• **Text to read**:
--------------------------------------------------

The derivative of the vector function $G$ is \begin{equation*}G'(x) = \begin{pmatrix}g(x)\\h(x)\\x\end{pmatrix}' = \begin{pmatrix}g'(x) \\h'(x)\\ 1\end{pmatrix}\end{equation*}

The gradient of the function $H$ is equal to \begin{equation*}\nabla H= \left(\frac{\partial{H}}{\partial{u}} \ \ \ \frac{\partial{H}}{\partial{v}} \ \ \ \frac{\partial{H}}{\partial{w}}\right)\end{equation*} At the point $G(x)$ the gradient is equal to \begin{equation*}\nabla H(G(x))= \left(\frac{\partial{H}}{\partial{u}}(g(x), h(x), x) \ \ \ \frac{\partial{H}}{\partial{v}}(g(x), h(x), x) \ \ \ \frac{\partial{H}}{\partial{w}}(g(x), h(x), x)\right)\end{equation*}

So we get:
\begin{align*}F'(x)&=\nabla H(G(x))\cdot G'(x)\\ & =\left(\frac{\partial{H}}{\partial{u}}(g(x), h(x), x) \ \ \ \frac{\partial{H}}{\partial{v}}(g(x), h(x), x) \ \ \ \frac{\partial{H}}{\partial{w}}(g(x), h(x), x)\right)\cdot \begin{pmatrix}g'(x) \\h'(x)\\ 1\end{pmatrix} \\ & = \frac{\partial{H}}{\partial{u}}(g(x), h(x), x)\cdot g'(x)+\frac{\partial{H}}{\partial{v}}(g(x), h(x), x)\cdot h'(x)+\frac{\partial{H}}{\partial{w}}(g(x), h(x), x)\end{align*}

The derivative of an integral in respect to its upper limit is identical to the value of the integral at the upper limit, accordint to the differential and integral calculus, right? (Wondering)

So, we have that $\displaystyle{\frac{\partial{H}}{\partial{u}}(u,v,w)=\frac{\partial}{\partial{u}}\left (\int_u^vf(w,y)\, dy\right )=f(w,u)}$ and $\displaystyle{\frac{\partial{H}}{\partial{v}}(u,v,w)=\frac{\partial}{\partial{v}}\left (\int_u^vf(w,y)\, dy\right )=\frac{\partial}{\partial{v}}\left (-\int_v^uf(w,y)\, dy\right )=-\frac{\partial}{\partial{v}}\left (\int_v^uf(w,y)\, dy\right )=-f(w,v)}$.

We also have that $\displaystyle{\frac{\partial{H}}{\partial{w}}(u,v,w)=\frac{\partial}{\partial{w}}\left (\int_u^vf(w,y)\, dy\right )=\int_u^v\frac{\partial}{\partial{w}}f(w,y)\, dy=\int_u^vf_w(w,y)\, dy}$.

--------------------------------------------------

• **What you will do**:
**a.** In the chain-rule derivation, what does the text give as the partial derivative of H with respect to w?
**b.** Resume the chain-rule derivation from its last sentence.

• **Supplied data**:
--------------------------------------------------

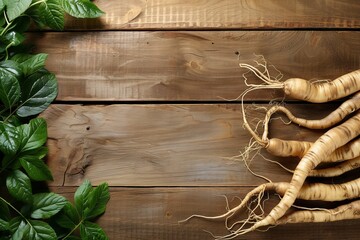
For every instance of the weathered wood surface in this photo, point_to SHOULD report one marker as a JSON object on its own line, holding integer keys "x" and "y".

--------------------------------------------------

• **Final answers**:
**a.** It is the integral from u to v of f_w(w,y) dy.

**b.**
Therefore, we get:
\begin{equation*}F'(x) = f(x, g(x))\cdot g'(x)-f(x, h(x))\cdot h'(x)+\int_{g(x)}^{h(x)}f_x(x,h(x))\, dy\end{equation*} Is everything correct? (Wondering)

mathmari said:
Do we have from the chain rule that $F'(x)=\frac{H(G(x))}{dx}=\nabla H(G(x))\cdot G'(x)$ ?

Indeed. The gradient is the same as the derivative.

mathmari said:
The derivative of an integral in respect to its upper limit is identical to the value of the integral at the upper limit, accordint to the differential and integral calculus, right?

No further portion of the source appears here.